Rewrite the listing below as a Markdown table with the columns "No." and "Line", putting each line in its own row with its sequence number and omitting blank lines.
══ Material provided ══
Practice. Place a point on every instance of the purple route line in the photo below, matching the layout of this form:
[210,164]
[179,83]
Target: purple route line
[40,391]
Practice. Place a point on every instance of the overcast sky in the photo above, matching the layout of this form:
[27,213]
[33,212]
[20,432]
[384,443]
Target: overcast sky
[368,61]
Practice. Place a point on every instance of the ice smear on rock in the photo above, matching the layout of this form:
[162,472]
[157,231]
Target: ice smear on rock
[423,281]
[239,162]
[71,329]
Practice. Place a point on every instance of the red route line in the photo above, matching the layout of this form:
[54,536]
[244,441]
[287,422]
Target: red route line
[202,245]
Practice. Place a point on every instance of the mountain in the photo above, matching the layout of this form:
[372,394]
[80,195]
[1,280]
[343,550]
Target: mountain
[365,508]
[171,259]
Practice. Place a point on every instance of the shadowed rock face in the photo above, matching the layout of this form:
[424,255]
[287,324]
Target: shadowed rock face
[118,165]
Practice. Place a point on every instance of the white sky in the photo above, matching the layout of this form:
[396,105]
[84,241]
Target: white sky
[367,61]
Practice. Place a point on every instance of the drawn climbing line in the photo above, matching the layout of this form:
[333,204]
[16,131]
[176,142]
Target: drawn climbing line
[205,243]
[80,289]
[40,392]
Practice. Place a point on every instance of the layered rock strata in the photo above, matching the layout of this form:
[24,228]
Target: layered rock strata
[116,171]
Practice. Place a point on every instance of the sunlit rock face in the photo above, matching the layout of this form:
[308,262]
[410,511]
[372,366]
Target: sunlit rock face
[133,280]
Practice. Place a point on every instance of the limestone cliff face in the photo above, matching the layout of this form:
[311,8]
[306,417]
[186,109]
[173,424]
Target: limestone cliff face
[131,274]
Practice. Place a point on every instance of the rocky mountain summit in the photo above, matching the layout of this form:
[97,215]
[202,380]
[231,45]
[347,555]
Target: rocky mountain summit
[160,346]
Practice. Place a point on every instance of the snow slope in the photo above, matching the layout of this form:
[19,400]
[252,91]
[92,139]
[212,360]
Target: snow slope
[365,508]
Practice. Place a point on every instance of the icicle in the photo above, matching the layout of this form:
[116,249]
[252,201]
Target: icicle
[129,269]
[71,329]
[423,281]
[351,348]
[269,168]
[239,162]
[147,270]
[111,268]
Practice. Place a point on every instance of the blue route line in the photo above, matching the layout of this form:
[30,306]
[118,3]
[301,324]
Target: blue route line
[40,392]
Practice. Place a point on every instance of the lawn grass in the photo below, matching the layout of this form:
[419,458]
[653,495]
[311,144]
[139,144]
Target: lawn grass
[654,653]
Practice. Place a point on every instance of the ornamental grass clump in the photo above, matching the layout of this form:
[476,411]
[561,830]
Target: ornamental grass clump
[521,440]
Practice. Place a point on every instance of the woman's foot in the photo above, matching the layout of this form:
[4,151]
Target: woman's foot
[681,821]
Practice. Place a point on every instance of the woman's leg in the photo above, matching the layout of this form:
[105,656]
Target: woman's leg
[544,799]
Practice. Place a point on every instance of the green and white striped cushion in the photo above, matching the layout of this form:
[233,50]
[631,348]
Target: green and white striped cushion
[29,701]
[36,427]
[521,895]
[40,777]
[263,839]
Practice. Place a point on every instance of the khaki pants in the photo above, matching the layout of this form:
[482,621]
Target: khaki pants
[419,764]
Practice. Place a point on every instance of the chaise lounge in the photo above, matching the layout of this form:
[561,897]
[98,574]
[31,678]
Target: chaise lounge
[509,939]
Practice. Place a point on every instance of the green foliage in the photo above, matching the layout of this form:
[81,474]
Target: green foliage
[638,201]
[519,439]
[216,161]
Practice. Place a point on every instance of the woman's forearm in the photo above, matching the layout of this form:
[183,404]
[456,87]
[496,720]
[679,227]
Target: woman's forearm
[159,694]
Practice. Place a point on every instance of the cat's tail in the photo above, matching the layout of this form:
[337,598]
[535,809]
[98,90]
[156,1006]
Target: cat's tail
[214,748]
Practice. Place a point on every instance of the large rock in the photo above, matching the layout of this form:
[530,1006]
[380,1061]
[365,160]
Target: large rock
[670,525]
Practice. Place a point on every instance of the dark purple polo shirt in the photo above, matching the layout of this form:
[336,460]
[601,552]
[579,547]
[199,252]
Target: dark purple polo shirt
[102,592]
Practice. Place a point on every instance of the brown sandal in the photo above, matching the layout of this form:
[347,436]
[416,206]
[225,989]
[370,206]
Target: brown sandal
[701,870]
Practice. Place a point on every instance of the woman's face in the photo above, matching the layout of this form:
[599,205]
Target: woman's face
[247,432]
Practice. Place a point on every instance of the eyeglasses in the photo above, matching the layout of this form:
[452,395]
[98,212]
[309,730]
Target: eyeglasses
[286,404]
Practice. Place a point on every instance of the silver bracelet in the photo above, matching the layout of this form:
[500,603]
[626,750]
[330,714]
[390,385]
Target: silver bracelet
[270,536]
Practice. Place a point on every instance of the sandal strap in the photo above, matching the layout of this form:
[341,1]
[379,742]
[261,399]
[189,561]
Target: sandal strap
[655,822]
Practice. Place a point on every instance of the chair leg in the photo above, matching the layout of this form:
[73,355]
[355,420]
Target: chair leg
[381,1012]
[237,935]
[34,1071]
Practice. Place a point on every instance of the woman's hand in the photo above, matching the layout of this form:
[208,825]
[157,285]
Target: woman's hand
═══
* Answer to the problem *
| No. | Line |
|---|---|
| 1 | Practice. Place a point on every instance of the purple route line in the photo below, matching the layout of this form: |
| 2 | [210,164] |
| 3 | [179,83] |
| 4 | Target: purple route line |
| 5 | [40,391] |
| 6 | Practice. Place a point on every instance of the overcast sky in the photo above, matching the layout of this form: |
| 7 | [27,213] |
| 8 | [33,212] |
| 9 | [20,432] |
| 10 | [384,443] |
| 11 | Target: overcast sky |
| 12 | [368,61] |
| 13 | Practice. Place a point on every instance of the ice smear on rock in the photo above, matching the layout of this form: |
| 14 | [162,472] |
| 15 | [157,231] |
| 16 | Target: ice smear on rock |
| 17 | [423,281] |
| 18 | [239,162] |
| 19 | [71,329] |
| 20 | Practice. Place a point on every instance of the red route line in the photo above, matching the layout of this form: |
| 21 | [54,536] |
| 22 | [244,441] |
| 23 | [287,422] |
| 24 | Target: red route line |
| 25 | [202,245] |
| 26 | Practice. Place a point on every instance of the mountain in the photo above, matching the layout of this form: |
| 27 | [372,394] |
| 28 | [80,195] |
| 29 | [1,280] |
| 30 | [343,550] |
| 31 | Target: mountain |
| 32 | [365,508] |
| 33 | [171,259] |
| 34 | Practice. Place a point on every instance of the shadowed rock face in the photo above, matching the layout of this form: |
| 35 | [424,255] |
| 36 | [287,324] |
| 37 | Target: shadowed rock face |
| 38 | [118,165] |
| 39 | Practice. Place a point on every instance of the white sky in the photo above, matching the layout of this form: |
| 40 | [396,105] |
| 41 | [84,241] |
| 42 | Target: white sky |
| 43 | [367,61] |
| 44 | Practice. Place a point on every instance of the drawn climbing line in the photo above, matching the layout of this form: |
| 45 | [333,204] |
| 46 | [16,131] |
| 47 | [176,142] |
| 48 | Target: drawn climbing line |
| 49 | [205,243] |
| 50 | [80,289] |
| 51 | [40,392] |
| 52 | Practice. Place a point on every instance of the layered rock strata in the photo above, matching the layout of this form: |
| 53 | [24,228] |
| 54 | Target: layered rock strata |
| 55 | [116,171] |
| 56 | Practice. Place a point on every instance of the sunlit rock face in the photo above, matching the layout of this form: |
| 57 | [308,262] |
| 58 | [410,511] |
| 59 | [372,366] |
| 60 | Target: sunlit rock face |
| 61 | [133,280] |
| 62 | Practice. Place a point on every instance of the limestone cliff face in the photo above, matching the layout of this form: |
| 63 | [311,8] |
| 64 | [306,417] |
| 65 | [186,109] |
| 66 | [173,424] |
| 67 | Target: limestone cliff face |
| 68 | [131,274] |
| 69 | Practice. Place a point on every instance of the rocky mountain summit in the photo above, matching the layout of this form: |
| 70 | [97,215] |
| 71 | [202,380] |
| 72 | [231,45] |
| 73 | [347,555] |
| 74 | Target: rocky mountain summit |
| 75 | [160,346] |
| 76 | Practice. Place a point on every instance of the snow slope in the photo above, matching the layout of this form: |
| 77 | [19,400] |
| 78 | [252,91] |
| 79 | [92,139] |
| 80 | [212,360] |
| 81 | Target: snow slope |
| 82 | [365,508] |
| 83 | Practice. Place a point on every instance of the icicle in the photo above, matching the layout of this form: |
| 84 | [116,249] |
| 85 | [252,201] |
| 86 | Target: icicle |
| 87 | [129,269] |
| 88 | [71,329] |
| 89 | [423,281] |
| 90 | [351,348] |
| 91 | [269,168] |
| 92 | [239,162] |
| 93 | [147,270] |
| 94 | [111,268] |
| 95 | Practice. Place a point on every instance of the blue route line in the photo above, matching the layout of this form: |
| 96 | [30,306] |
| 97 | [118,3] |
| 98 | [301,324] |
| 99 | Target: blue route line |
| 100 | [40,392] |
| 101 | Practice. Place a point on every instance of the lawn grass in the photo below, matching the layout of this form: |
| 102 | [419,458] |
| 103 | [653,495] |
| 104 | [311,144] |
| 105 | [139,144] |
| 106 | Target: lawn grass |
| 107 | [654,653] |
| 108 | Practice. Place a point on every instance of the ornamental grass clump in the photo above, matching the layout of this form: |
| 109 | [476,411] |
| 110 | [561,830] |
| 111 | Target: ornamental grass clump |
| 112 | [521,440] |
| 113 | Practice. Place a point on every instance of the woman's foot in the photo above, matching the layout of this form: |
| 114 | [4,151] |
| 115 | Target: woman's foot |
| 116 | [681,821] |
| 117 | Practice. Place a point on every instance of the woman's leg in the photo above, matching the layout of this form: |
| 118 | [105,656] |
| 119 | Target: woman's leg |
| 120 | [544,799] |
| 121 | Practice. Place a point on every instance of the green and white striped cushion in the photo above, matching the layout of this form: |
| 122 | [233,50] |
| 123 | [631,348] |
| 124 | Target: green and white striped cushion |
| 125 | [29,701] |
| 126 | [36,427] |
| 127 | [521,895] |
| 128 | [40,777] |
| 129 | [263,839] |
| 130 | Practice. Place a point on every instance of the khaki pants in the photo above, matching the layout of this form: |
| 131 | [482,621] |
| 132 | Target: khaki pants |
| 133 | [419,764] |
| 134 | Practice. Place a point on every instance of the chaise lounge in the photo above, matching the layout of this form: |
| 135 | [561,897] |
| 136 | [98,574] |
| 137 | [31,678] |
| 138 | Target: chaise lounge |
| 139 | [509,939] |
| 140 | Practice. Place a point on every instance of the green foliage in the photo above, matching the layout of this form: |
| 141 | [81,474] |
| 142 | Target: green foliage |
| 143 | [638,201] |
| 144 | [519,439] |
| 145 | [216,161] |
| 146 | Practice. Place a point on every instance of the woman's forearm in the photo above, matching the layout of this form: |
| 147 | [183,404] |
| 148 | [456,87] |
| 149 | [496,720] |
| 150 | [679,227] |
| 151 | Target: woman's forearm |
| 152 | [159,694] |
| 153 | Practice. Place a point on every instance of the cat's tail in the photo above, matching the layout of this form: |
| 154 | [337,598] |
| 155 | [535,809] |
| 156 | [98,90] |
| 157 | [156,1006] |
| 158 | Target: cat's tail |
| 159 | [214,748] |
| 160 | Practice. Place a point on every instance of the large rock in the photo above, matching the layout of this form: |
| 161 | [530,1006] |
| 162 | [380,1061] |
| 163 | [365,160] |
| 164 | Target: large rock |
| 165 | [670,525] |
| 166 | Practice. Place a point on every instance of the dark purple polo shirt in the photo above, matching the layout of this form: |
| 167 | [336,460] |
| 168 | [601,552] |
| 169 | [579,547] |
| 170 | [199,252] |
| 171 | Target: dark purple polo shirt |
| 172 | [102,592] |
| 173 | Practice. Place a point on every instance of the brown sandal in the photo above, matching the layout of this form: |
| 174 | [347,436] |
| 175 | [416,206] |
| 176 | [225,989] |
| 177 | [370,206] |
| 178 | Target: brown sandal |
| 179 | [701,870] |
| 180 | Practice. Place a point on every instance of the woman's face in the photo above, matching the layout of this form: |
| 181 | [599,205] |
| 182 | Target: woman's face |
| 183 | [247,432] |
| 184 | Practice. Place a point on every instance of the eyeglasses in the photo above, matching the layout of this form: |
| 185 | [452,395] |
| 186 | [98,212] |
| 187 | [309,730] |
| 188 | Target: eyeglasses |
| 189 | [286,404] |
| 190 | Practice. Place a point on every instance of the silver bracelet in the photo above, matching the layout of this form: |
| 191 | [500,603] |
| 192 | [626,750] |
| 193 | [330,714] |
| 194 | [390,385] |
| 195 | Target: silver bracelet |
| 196 | [270,536] |
| 197 | Practice. Place a point on every instance of the sandal strap in the photo above, matching the layout of this form: |
| 198 | [341,1] |
| 199 | [379,742] |
| 200 | [261,399] |
| 201 | [189,561] |
| 202 | Target: sandal strap |
| 203 | [655,822] |
| 204 | Practice. Place a point on every instance of the chair leg in the photo above, matching the layout of this form: |
| 205 | [73,355] |
| 206 | [355,420] |
| 207 | Target: chair leg |
| 208 | [381,1012] |
| 209 | [237,935] |
| 210 | [34,1071] |
| 211 | Practice. Place a point on every instance of the woman's hand in the photo above, matching the layout of this form: |
| 212 | [208,825] |
| 213 | [157,285] |
| 214 | Target: woman's hand |